- [SOURCE DOCUMENT]:

-----

Turks and Caicos Creole, or Caicosian Creole, is an English-based creole spoken in the Turks and Caicos Islands, a West Indian British overseas territory in the Lucayan Archipelago.

The Turks and Caicos Island Creole variety has not been thoroughly studied but is a dialect of Bahamian Creole. It is also related to Bermudian Creole as the two are reportedly highly mutually intelligible. As of 1995, the number of speakers of Turks and Caicos Islands Creole was thought to be around 10,700, although decreasing and endangered. It seems to be shifting to a variety form of Caribbean English, as Turks and Caicos Islands Creole does not have an official status. The use of African sounds and words in Caicosian Creole is similar to Gullah Geechee in South Carolina and Georgia, resembling elements of West African languages in Senegal and Sierra Leone. This is due to enslaved Africans brought to the island form South Carolina and Georgia between 1720 and 1750.

-----

- [STORED DATA]:

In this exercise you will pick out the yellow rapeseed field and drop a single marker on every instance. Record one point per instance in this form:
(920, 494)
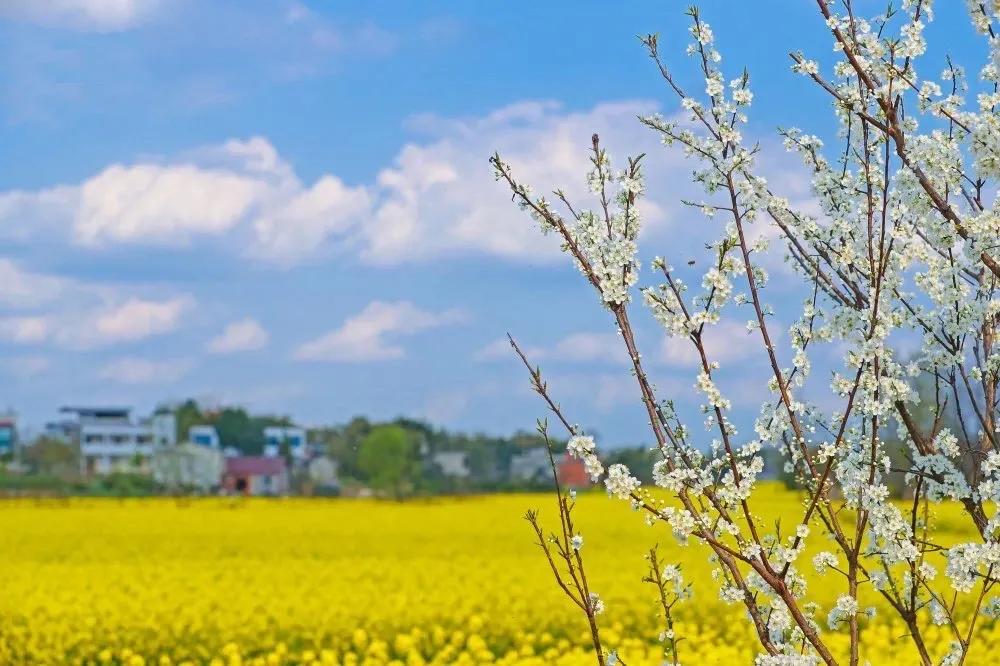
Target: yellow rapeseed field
(361, 582)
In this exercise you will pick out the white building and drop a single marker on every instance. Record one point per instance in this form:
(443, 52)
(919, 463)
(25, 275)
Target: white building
(452, 463)
(204, 435)
(187, 466)
(277, 437)
(111, 441)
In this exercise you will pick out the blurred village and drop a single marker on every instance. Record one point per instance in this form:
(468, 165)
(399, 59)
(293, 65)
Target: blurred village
(185, 449)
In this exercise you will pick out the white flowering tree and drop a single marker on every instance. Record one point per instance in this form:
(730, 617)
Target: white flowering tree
(907, 243)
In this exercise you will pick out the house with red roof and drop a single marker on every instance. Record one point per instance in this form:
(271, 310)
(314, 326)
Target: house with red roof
(255, 475)
(572, 473)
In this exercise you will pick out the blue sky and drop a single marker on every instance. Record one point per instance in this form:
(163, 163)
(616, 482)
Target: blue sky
(287, 204)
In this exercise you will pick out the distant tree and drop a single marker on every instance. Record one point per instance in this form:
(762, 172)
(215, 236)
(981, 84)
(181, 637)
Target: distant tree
(188, 414)
(388, 459)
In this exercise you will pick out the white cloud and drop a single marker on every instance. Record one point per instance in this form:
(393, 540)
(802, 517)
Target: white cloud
(21, 288)
(500, 349)
(580, 347)
(137, 319)
(24, 330)
(285, 234)
(238, 185)
(128, 321)
(239, 336)
(160, 204)
(86, 15)
(27, 367)
(590, 347)
(725, 341)
(367, 335)
(440, 197)
(132, 370)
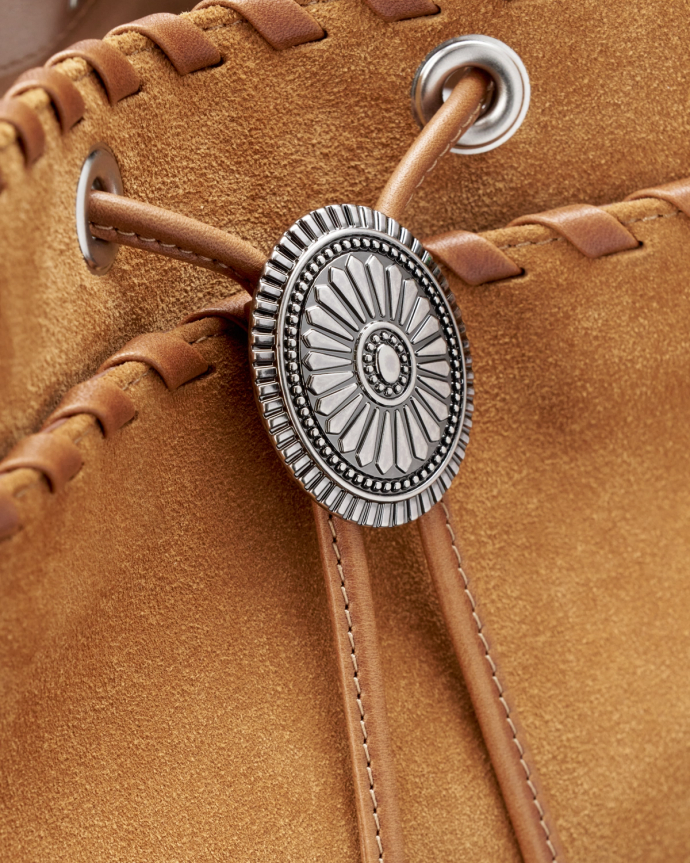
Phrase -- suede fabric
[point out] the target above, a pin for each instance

-----

- [EXERCISE TASK A]: Please set down the part of the passage on Turks and Caicos Creole running from "The Turks and Caicos Island Creole" up to and including "1720 and 1750.".
- [EXERCISE TASK B]: Extract the lines of the records from the one with "Phrase -- suede fabric" up to and including the last line of the records, and give those lines alone.

- [FINISHED ANSWER A]:
The Turks and Caicos Island Creole variety has not been thoroughly studied but is a dialect of Bahamian Creole. It is also related to Bermudian Creole as the two are reportedly highly mutually intelligible. As of 1995, the number of speakers of Turks and Caicos Islands Creole was thought to be around 10,700, although decreasing and endangered. It seems to be shifting to a variety form of Caribbean English, as Turks and Caicos Islands Creole does not have an official status. The use of African sounds and words in Caicosian Creole is similar to Gullah Geechee in South Carolina and Georgia, resembling elements of West African languages in Senegal and Sierra Leone. This is due to enslaved Africans brought to the island form South Carolina and Georgia between 1720 and 1750.

- [FINISHED ANSWER B]:
Phrase -- suede fabric
[point out] the target above, a pin for each instance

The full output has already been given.